## START

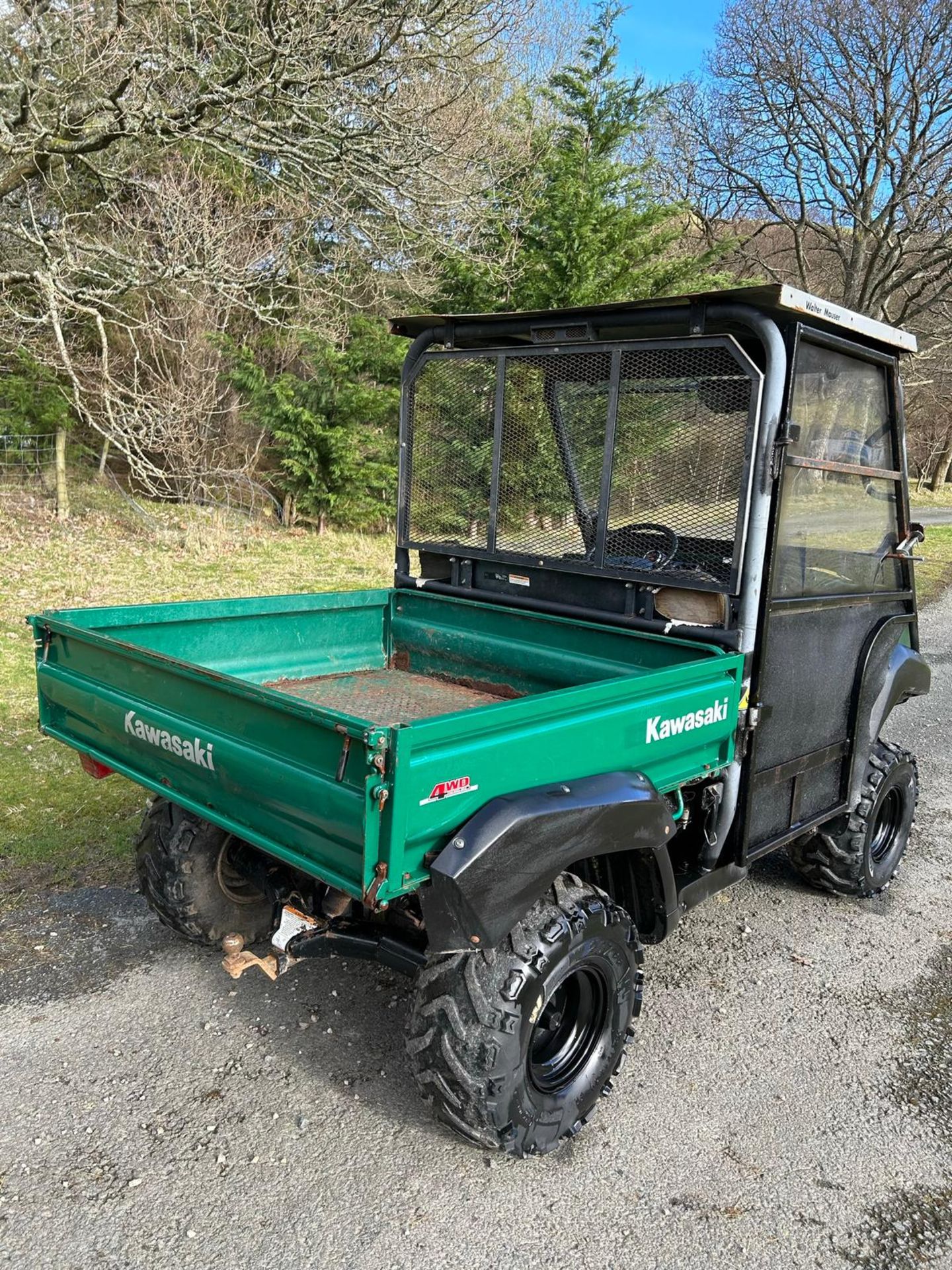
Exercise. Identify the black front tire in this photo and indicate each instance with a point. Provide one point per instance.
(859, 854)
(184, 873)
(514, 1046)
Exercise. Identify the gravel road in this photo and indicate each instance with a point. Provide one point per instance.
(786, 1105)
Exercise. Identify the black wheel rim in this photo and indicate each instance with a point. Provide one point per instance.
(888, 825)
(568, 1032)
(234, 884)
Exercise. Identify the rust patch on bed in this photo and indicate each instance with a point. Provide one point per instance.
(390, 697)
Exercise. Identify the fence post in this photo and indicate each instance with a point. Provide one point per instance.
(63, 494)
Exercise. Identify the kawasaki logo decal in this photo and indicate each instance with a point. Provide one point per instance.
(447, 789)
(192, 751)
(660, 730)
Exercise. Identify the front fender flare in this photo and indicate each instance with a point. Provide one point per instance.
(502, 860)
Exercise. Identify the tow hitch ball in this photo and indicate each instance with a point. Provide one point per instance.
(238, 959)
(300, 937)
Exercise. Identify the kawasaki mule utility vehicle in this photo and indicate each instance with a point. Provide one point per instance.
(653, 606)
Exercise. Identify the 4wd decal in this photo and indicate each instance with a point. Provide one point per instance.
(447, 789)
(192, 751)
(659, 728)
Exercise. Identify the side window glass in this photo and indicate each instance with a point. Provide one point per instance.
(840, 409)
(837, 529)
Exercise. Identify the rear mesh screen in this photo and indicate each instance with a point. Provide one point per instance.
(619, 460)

## END
## START

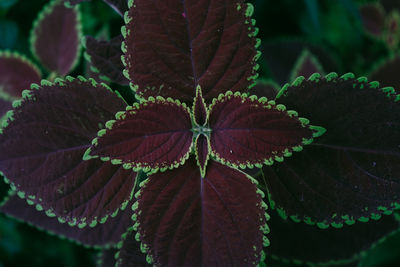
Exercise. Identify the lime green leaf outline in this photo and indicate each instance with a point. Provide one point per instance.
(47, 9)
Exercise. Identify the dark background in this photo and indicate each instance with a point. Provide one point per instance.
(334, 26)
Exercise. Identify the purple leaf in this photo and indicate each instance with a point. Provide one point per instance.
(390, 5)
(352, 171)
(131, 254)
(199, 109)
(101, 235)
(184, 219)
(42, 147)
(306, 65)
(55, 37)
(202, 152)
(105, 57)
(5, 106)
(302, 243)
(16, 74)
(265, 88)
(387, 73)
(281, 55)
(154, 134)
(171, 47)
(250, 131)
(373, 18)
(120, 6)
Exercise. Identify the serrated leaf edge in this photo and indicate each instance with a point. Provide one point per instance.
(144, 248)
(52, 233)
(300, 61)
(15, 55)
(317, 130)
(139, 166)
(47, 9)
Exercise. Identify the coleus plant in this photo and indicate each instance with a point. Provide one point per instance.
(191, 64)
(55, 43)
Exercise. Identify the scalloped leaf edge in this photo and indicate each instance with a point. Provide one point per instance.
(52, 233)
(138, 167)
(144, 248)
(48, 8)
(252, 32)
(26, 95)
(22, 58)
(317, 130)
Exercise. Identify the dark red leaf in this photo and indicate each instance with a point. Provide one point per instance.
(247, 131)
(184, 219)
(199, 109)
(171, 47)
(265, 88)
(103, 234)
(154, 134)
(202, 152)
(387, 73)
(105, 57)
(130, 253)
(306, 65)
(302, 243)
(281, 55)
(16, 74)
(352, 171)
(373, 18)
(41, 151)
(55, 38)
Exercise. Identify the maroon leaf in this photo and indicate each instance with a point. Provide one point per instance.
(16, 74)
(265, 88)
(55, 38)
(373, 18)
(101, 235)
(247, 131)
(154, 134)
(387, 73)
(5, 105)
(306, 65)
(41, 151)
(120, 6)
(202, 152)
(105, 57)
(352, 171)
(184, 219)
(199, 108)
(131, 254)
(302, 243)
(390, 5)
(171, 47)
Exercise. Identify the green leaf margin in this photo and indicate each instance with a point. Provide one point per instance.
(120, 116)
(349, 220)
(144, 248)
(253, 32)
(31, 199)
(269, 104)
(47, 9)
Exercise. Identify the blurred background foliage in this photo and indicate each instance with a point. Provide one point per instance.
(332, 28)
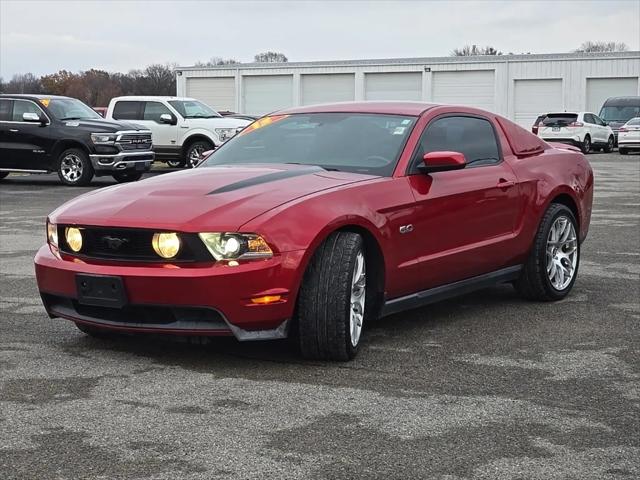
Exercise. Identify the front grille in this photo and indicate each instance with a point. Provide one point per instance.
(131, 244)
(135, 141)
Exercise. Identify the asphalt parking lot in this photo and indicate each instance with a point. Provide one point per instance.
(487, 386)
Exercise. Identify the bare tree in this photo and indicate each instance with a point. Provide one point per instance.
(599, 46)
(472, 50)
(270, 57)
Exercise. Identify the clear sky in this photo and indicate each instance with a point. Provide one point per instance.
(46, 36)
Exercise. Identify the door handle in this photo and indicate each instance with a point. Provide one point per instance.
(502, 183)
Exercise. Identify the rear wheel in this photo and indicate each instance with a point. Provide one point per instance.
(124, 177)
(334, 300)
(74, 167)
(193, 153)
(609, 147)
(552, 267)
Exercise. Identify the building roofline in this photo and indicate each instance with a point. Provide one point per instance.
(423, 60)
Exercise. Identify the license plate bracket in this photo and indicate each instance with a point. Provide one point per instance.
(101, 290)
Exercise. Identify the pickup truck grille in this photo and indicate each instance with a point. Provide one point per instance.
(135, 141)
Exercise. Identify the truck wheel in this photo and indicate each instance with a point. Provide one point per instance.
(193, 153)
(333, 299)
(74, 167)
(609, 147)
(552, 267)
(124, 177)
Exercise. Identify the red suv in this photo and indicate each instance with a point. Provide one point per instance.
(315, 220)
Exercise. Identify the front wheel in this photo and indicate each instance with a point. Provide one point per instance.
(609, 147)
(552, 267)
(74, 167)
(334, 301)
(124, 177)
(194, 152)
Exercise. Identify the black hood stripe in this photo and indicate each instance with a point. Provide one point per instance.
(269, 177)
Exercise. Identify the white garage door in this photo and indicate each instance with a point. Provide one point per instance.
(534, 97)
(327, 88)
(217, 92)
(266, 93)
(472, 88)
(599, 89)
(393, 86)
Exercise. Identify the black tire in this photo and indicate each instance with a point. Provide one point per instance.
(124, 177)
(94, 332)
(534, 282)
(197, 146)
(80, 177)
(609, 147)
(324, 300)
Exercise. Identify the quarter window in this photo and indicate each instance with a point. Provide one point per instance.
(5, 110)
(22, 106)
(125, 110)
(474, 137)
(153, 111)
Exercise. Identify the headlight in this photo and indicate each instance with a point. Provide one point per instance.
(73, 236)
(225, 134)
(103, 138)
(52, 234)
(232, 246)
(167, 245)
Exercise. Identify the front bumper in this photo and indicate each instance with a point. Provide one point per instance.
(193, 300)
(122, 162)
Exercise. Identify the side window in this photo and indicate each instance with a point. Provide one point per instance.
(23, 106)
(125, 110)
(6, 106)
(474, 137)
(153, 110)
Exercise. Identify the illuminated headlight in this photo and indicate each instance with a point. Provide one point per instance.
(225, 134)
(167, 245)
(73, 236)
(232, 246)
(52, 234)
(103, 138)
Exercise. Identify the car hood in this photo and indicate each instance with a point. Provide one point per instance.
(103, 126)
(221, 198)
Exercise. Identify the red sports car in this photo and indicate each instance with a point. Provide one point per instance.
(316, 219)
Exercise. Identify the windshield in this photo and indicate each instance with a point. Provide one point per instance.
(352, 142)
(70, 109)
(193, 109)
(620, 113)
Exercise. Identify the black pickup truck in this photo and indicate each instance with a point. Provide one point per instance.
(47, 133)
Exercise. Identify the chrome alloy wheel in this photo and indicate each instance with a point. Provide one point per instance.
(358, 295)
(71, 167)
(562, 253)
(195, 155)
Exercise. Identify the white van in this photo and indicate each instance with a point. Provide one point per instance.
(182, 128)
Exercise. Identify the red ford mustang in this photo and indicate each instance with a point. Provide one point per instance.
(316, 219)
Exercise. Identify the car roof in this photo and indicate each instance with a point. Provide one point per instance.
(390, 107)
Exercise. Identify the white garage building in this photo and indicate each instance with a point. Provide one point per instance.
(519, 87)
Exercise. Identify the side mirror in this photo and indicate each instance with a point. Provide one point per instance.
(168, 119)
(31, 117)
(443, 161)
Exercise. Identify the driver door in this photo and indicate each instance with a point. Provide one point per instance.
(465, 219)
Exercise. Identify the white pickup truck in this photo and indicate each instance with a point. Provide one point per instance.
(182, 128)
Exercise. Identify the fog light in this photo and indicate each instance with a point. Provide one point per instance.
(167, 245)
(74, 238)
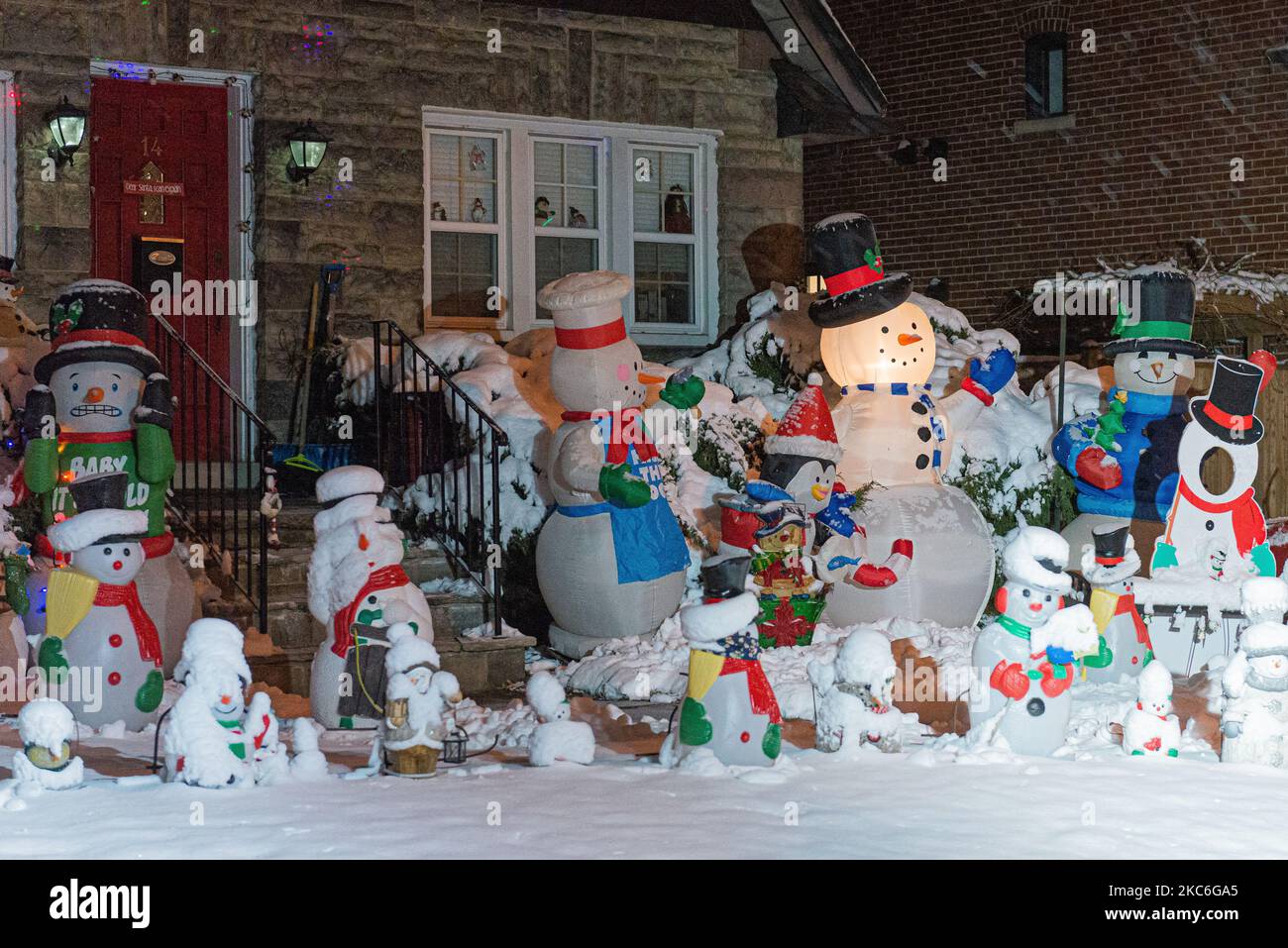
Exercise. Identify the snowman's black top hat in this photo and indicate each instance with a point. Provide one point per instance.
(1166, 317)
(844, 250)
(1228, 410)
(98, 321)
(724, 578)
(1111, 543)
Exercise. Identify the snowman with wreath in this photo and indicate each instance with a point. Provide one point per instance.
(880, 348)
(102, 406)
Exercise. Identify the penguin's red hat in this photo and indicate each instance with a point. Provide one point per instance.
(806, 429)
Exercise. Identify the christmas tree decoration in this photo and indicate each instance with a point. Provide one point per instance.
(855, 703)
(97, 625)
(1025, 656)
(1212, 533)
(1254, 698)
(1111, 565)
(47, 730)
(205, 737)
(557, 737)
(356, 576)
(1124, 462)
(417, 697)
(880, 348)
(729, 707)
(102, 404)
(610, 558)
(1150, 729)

## END

OBJECTIVE: Copy the lines again, from the one containing "Exercise. Identify the black front" down to the one containing "(786, 1105)", with both of those included. Swap "gravel road" for "dirt road" and keep everything else the same.

RESULT OF THIS TASK:
Exercise. Identify the black front tire in this photo and indicate each instance with a point. Provide one point per instance.
(859, 854)
(184, 873)
(514, 1046)
Exercise. Identify the dirt road in this photo and indicate each instance with a point. Provide one point per instance.
(786, 1105)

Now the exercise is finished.